### PROVIDED PASSAGE ###

Our Stolen Futurea book by Theo Colborn, Dianne Dumanoski, and John Peterson Myers



Yeargin-Allsopp, M, C Rice, T Karapurkar, N Doernberg, C Boyle and C Murphy. 2003. Prevalence of autism in a US metropolitan area. Journal of the American Medical Association 289:49-55.

Press coverage:
Atlanta Constitution Journal
New York Times
Reuters Health

Recent surveys of autism in Brick Township, NJ, California and Britain had surprised experts because the numbers were so large, running up to ten times higher than historical rates would indicate. This new report from the US Centers for Disease Control finds that the number of autistic children living in the Atlanta region is also high, 3.4 per thousand, consistent with the more recent surveys. Most of the autistic children were boys.

This rate does not indicate that Atlanta's rate is higher than other regions in the US. Too few current data are available to reach that conclusion. More likely, other regions in the US are experiencing these higher rates also, at least judging from reports of increased demand for special education services for autistic children.

This survey, the largest of its kind ever undertaken in the US, was unable to resolve a key question: how much of the increase is a real change in the frequency of autism vs. artifactual changes that might result from changes in diagnosis definition, surveillance method or parental incentives to report cases? It nonetheless serves as an important, perhaps definitive benchmark against which to compare future research. It also yielded important insights into the demographics of autism, particularly on risks for boys vs. girls and on race.

The CDC has studies underway in other 13 other communities around the US designed to provide better information.

What did they do? Yeargin-Allsopp et al. mounted an ambitious 5-county survey in the Atlant area to identify all children with any form of autism between the ages of 3 and 10. Their work was carried out in two phases.

  • First, they systematically reviewed as many relevant medical/educational (at many different medical, clinical and educational institutions) to identify all children who had been screened using methods that would allow them to be classified as autistic.
  • Second, a team of experts scoured through these records and independently determined whether the children met the criteria for autism. They included three variants of autism (collectively referred to as autism spectrum disorder): autistic disorder ("classic autism), Asperger disorder, and pervasive developmental disorder-not otherwise specified" (PDD-NOS). Their diagnoses followed the criteria described in the standard "Diagnostic and Statistical Manual of Mental Disorders, 4th Edition." This detail is important because it a somewhat broader set of criteria than used in previous decades.

Note also that this survey was all through analysis of records; no children were seen directly.

What did they find? Of the 289,456 children aged 3 - 10 living in the 5-county metropolitan Atlanta area in 1996, 987 were found to meet the criteria for autism spectrum disorder. This rate is 3.4 per 1000.

### SOURCE DATA ###

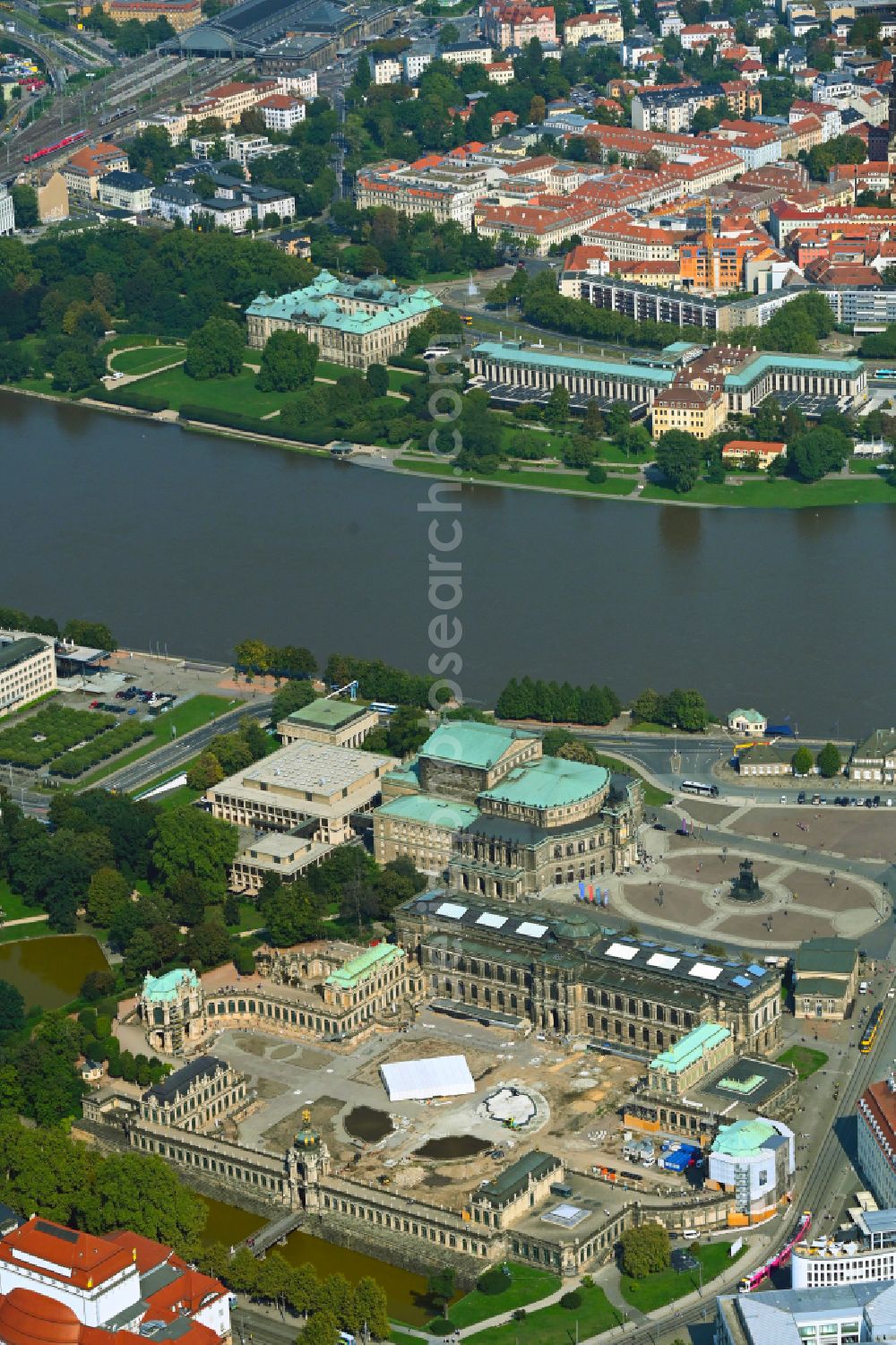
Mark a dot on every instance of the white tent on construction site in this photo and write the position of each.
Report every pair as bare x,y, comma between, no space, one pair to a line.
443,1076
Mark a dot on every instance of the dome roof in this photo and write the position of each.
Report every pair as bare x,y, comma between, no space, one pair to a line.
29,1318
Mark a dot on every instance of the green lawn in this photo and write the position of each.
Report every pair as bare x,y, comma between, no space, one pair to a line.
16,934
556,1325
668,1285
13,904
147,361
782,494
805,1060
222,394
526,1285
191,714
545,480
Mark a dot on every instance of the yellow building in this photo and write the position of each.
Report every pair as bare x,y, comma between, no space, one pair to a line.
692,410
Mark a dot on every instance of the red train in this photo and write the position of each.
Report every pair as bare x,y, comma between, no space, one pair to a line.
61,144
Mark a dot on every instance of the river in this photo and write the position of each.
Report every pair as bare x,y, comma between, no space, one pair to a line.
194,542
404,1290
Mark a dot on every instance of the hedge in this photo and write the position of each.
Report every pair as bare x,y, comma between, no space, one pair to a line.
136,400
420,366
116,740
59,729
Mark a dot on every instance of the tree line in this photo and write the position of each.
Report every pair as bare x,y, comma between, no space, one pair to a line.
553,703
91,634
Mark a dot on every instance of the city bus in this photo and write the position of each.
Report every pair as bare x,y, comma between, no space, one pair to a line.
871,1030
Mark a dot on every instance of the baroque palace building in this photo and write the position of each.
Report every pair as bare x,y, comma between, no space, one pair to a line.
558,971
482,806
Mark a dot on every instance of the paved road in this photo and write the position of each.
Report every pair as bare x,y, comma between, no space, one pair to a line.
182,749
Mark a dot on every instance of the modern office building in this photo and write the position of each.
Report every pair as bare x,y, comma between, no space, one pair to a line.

###

→ TASK A: In the Atlanta autism study summary, how many children in the 5-county area were found to meet the criteria for autism spectrum disorder?
→ TASK B: Output everything in the Atlanta autism study summary from "This rate does" down to "and on race.".
→ TASK C: Pick up the Atlanta autism study summary after its last sentence and keep writing.
These entries were taken from a separate source.

→ FINAL ANSWER A: 987 children.

→ FINAL ANSWER B:
This rate does not indicate that Atlanta's rate is higher than other regions in the US. Too few current data are available to reach that conclusion. More likely, other regions in the US are experiencing these higher rates also, at least judging from reports of increased demand for special education services for autistic children.

This survey, the largest of its kind ever undertaken in the US, was unable to resolve a key question: how much of the increase is a real change in the frequency of autism vs. artifactual changes that might result from changes in diagnosis definition, surveillance method or parental incentives to report cases? It nonetheless serves as an important, perhaps definitive benchmark against which to compare future research. It also yielded important insights into the demographics of autism, particularly on risks for boys vs. girls and on race.

→ FINAL ANSWER C:
No differences were found between children of different races. Most of this children surveyed were either black (38%) or white (58%).


Overall, boys were more likely to be autistic than girls: 5.3 vs. 1.5 per 1000, respectively.

This ratio did not prevail across all degrees of autism, however. As can be seen to the right, the sex ratio decreased with severity of impairment of cognitive function. The number without impairment was much greater than those with severe impairment.


This graph is based upon the number of children in the sample with tests of cognitive ability available for review. N for children with no cognitive impairment was 280; for those with an IQ score less than 20, N = 23.


This pattern is consistent with prior studies.


Yeargin-Allsop et al. also found that the rate of autism varied with age (left). They note that it is not surprising to observe lower rates at the youngest ages, because the syndrome either may not have developed or been diagnosed. The decline at ages 9 and 10 raises other questions, perhaps having to do with changes in diagnostic criteria. Narrower criteria were used before the publication (1994) of those used in this study.



What does it mean? This research serves best to provide a rigorous benchmark for the prevalence of autism in a large metropolitan area, Atlanta, within the US. Rates in Atlanta are consistent with other recent studies, and differ from those in previous decades.

Unfortunately, because of changes in diagnostic procedures, in public attention given to autism, and in the nature of services provided to autistic children (altering incentives for reporting), "debate continues about whether the overall prevalence of autism has increased or whether past rates underestimated true prevalence."

Recent work conducted for the California State Legislature presented several analysis supporting the interpretation that the change is real. This work is available publicly, but has not yet been peer-reviewed. That review process may reveal weaknesses in the conclusions not readily apparent.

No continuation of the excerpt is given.